* [Direction]:
Reproduce the entries below verbatim, leaving out any images.

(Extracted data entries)
= = =

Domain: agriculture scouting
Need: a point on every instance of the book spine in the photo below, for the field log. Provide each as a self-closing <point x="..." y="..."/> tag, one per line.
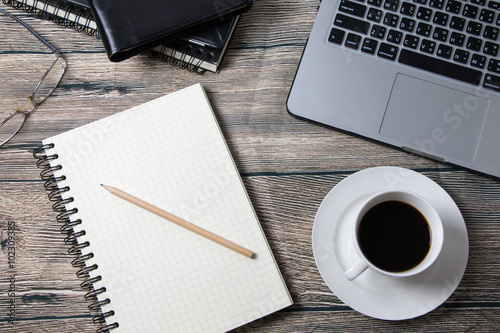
<point x="81" y="20"/>
<point x="48" y="165"/>
<point x="61" y="13"/>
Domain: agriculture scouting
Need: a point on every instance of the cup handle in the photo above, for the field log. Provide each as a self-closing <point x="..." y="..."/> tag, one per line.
<point x="356" y="270"/>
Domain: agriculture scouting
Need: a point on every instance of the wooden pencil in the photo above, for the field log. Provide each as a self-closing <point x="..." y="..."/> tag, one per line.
<point x="177" y="220"/>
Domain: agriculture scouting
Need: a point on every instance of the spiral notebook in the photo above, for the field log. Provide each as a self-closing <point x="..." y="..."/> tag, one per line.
<point x="145" y="273"/>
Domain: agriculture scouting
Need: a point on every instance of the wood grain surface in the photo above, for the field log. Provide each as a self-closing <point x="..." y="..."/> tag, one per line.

= = =

* [Written answer]:
Domain: agriculture scouting
Need: a point on every instance of the book spine in the photo below, for the field log. Provide each as a self-closing <point x="..." y="..."/> tag, one per line.
<point x="81" y="20"/>
<point x="48" y="165"/>
<point x="61" y="13"/>
Domain: agriculture scouting
Need: a point on every instance of the cup handle in the photo above, for the field log. Provide each as a self-closing <point x="..." y="..."/> tag, one per line.
<point x="356" y="270"/>
Domain: agriculture scouting
Need: a point on every instance of the wooden pencil in the photo above, for the field log. Provide each as a self-closing <point x="..." y="..."/> tag, one per line.
<point x="177" y="220"/>
Domain: agriculture scouting
Need: a point on every instance of the spiral notebook in the photo above, for the field log. Provide each as a self-closing <point x="..." y="..."/> tag, one per line.
<point x="145" y="273"/>
Domain: agriculture scouting
Need: a point on every instance of the wood grain surface in the photo above, for the field log. Provide each as a self-closing <point x="..." y="..."/> tag, one per line.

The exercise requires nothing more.